**Collected data entries:**
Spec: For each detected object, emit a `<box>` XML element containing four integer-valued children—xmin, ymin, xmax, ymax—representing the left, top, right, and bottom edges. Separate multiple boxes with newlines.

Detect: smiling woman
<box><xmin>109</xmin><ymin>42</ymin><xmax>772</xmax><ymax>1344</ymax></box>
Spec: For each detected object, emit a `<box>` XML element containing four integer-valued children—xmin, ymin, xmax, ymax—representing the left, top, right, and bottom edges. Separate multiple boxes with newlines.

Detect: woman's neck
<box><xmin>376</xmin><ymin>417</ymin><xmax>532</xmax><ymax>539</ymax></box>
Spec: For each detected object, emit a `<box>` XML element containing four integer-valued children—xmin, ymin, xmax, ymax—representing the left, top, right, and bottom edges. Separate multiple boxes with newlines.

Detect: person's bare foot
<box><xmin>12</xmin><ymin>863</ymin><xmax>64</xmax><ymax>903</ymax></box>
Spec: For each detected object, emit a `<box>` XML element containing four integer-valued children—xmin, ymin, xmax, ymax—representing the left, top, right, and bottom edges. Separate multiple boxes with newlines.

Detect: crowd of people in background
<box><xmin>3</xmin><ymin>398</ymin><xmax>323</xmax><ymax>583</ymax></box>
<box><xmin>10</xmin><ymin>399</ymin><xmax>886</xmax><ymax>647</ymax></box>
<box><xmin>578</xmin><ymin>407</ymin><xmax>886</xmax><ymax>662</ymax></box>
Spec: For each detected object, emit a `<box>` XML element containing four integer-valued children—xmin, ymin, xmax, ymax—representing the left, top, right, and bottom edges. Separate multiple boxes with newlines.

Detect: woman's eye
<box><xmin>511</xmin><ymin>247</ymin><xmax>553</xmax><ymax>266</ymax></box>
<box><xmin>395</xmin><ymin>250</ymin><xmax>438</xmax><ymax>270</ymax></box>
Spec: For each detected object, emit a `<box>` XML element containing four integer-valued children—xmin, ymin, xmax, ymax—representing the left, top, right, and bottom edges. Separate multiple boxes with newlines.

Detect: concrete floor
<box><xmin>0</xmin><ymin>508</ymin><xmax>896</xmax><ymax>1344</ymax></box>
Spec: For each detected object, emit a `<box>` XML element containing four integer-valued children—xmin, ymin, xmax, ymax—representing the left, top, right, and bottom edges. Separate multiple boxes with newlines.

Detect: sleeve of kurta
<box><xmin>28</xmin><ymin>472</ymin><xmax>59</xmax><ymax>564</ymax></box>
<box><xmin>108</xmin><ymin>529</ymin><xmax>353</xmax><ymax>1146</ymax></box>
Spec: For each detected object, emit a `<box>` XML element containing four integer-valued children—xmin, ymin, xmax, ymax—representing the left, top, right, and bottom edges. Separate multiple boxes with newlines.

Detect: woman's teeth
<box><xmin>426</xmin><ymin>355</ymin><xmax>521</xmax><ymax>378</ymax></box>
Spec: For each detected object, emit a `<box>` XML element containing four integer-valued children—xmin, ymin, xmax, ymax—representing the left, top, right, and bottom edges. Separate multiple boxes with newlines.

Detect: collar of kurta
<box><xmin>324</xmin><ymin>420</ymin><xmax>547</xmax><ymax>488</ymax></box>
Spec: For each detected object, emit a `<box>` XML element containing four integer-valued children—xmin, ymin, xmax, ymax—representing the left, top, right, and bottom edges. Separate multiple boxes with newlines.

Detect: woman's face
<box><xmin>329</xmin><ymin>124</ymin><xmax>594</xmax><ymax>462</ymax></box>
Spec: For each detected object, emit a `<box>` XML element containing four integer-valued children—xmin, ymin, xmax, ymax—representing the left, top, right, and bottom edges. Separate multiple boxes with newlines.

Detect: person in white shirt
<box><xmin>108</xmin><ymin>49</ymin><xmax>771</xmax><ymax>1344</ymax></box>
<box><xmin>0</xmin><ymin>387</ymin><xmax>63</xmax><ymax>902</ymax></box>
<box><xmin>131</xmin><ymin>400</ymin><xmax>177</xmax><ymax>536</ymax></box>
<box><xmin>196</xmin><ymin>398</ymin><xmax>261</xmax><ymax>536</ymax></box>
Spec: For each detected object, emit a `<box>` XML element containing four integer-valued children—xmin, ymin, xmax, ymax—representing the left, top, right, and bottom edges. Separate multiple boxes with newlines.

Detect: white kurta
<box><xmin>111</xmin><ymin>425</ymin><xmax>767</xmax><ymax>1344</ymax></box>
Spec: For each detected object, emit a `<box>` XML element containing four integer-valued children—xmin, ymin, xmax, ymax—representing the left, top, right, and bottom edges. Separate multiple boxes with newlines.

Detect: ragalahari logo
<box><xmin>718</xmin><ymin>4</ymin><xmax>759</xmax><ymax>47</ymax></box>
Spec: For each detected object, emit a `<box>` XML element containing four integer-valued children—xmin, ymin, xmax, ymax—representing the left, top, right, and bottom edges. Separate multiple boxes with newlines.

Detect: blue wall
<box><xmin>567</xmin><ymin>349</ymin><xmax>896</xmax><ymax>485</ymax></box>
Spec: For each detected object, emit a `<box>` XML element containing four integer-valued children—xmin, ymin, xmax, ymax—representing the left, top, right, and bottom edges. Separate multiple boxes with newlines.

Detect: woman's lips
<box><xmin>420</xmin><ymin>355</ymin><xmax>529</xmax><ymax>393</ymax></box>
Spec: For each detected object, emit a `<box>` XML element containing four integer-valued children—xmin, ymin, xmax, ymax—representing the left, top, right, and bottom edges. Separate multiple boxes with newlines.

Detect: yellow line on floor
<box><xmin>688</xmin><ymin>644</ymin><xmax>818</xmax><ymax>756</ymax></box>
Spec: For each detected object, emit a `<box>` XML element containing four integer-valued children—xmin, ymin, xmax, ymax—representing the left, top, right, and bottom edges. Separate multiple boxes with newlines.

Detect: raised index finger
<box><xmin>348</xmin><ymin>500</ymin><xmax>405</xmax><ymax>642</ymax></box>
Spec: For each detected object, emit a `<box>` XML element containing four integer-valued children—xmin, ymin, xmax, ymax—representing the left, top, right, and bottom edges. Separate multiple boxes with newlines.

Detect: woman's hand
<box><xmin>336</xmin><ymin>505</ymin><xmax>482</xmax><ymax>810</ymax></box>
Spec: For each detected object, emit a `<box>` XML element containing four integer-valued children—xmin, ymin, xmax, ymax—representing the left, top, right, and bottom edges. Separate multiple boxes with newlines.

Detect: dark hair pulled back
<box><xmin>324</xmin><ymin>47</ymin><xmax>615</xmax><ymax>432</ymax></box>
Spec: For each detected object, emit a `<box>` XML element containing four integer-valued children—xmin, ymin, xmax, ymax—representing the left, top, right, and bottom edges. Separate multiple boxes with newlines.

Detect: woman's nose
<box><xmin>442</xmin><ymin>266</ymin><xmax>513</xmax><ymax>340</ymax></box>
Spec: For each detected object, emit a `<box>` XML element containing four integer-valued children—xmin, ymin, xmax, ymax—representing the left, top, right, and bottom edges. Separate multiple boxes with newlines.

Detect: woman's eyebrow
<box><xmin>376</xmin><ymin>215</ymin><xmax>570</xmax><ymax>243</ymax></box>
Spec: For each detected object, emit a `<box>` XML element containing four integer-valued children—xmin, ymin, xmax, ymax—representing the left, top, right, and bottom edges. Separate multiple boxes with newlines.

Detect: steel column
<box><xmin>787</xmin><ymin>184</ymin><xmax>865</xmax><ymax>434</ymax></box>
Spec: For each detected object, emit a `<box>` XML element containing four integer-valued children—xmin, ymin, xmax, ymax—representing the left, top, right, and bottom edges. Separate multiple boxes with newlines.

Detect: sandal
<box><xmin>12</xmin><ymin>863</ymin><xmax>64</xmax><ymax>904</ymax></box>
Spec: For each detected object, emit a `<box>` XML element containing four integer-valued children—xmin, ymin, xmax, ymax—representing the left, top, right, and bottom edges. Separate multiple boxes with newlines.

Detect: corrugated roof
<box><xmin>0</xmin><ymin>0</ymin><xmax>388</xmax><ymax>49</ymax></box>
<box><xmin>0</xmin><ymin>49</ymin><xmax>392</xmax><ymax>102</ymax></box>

**TASK DETAILS:** Count the lines in the entries above that contain the word "floor" and reply with only that number.

**REPLY TO THE TASK:** 2